> [What you need to do]
Reproduce only the lines from the line containing "to the black" to the end of the entries below, including both of those lines.

## start Records supplied

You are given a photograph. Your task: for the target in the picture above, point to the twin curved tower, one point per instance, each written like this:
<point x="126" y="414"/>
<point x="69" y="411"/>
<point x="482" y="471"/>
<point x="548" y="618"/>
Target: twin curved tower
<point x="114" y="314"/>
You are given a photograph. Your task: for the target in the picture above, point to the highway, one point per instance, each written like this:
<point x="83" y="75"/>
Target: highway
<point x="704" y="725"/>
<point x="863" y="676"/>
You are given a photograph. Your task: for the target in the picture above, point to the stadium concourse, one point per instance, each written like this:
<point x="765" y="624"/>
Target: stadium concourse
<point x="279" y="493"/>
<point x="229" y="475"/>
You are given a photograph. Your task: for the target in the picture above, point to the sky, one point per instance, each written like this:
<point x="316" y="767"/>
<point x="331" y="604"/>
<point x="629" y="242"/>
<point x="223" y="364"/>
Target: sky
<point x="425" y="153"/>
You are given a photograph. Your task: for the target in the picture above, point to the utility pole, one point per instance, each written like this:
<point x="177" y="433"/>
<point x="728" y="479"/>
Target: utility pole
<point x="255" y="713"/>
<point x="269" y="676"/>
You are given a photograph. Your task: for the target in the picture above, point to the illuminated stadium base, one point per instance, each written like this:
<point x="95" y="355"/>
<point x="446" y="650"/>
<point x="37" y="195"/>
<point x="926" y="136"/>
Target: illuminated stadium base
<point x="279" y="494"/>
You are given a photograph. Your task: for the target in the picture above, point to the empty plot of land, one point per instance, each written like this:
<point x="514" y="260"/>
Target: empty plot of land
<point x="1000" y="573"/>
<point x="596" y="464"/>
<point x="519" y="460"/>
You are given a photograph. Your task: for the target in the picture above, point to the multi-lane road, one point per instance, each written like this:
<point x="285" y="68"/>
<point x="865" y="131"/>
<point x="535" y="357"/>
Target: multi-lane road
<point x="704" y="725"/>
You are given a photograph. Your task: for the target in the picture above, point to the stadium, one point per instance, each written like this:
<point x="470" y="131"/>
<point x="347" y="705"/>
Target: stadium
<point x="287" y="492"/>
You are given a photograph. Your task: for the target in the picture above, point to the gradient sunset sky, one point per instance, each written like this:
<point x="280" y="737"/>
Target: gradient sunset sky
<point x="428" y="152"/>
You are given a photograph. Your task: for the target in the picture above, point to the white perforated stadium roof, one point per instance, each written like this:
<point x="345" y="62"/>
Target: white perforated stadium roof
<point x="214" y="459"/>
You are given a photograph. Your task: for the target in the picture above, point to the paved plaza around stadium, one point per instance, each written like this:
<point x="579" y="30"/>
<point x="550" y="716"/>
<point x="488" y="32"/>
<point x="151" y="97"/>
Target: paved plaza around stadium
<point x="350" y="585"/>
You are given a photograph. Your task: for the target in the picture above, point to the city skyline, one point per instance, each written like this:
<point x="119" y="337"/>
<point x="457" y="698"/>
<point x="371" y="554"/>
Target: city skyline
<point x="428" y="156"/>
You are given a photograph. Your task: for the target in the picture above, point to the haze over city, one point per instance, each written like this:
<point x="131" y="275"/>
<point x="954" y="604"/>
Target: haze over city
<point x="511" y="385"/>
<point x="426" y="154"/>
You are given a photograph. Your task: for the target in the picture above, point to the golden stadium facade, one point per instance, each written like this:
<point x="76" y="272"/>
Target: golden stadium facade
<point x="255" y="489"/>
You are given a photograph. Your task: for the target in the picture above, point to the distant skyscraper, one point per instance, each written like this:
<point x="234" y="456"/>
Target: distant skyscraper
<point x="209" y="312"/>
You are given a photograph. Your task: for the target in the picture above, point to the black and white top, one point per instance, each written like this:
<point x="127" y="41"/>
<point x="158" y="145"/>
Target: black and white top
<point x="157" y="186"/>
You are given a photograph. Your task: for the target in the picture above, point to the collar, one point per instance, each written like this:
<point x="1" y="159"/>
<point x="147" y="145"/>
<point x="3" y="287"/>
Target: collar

## end Records supplied

> [Final result]
You are given a photograph. Your task: for the target in the picture above, point to the black and white top, one point per instance, each written like this:
<point x="127" y="41"/>
<point x="158" y="145"/>
Target: black and white top
<point x="157" y="186"/>
You are given a photograph. Your task: for the target in the picture above, point to the collar, one point per instance, each written like this:
<point x="1" y="159"/>
<point x="147" y="145"/>
<point x="3" y="287"/>
Target: collar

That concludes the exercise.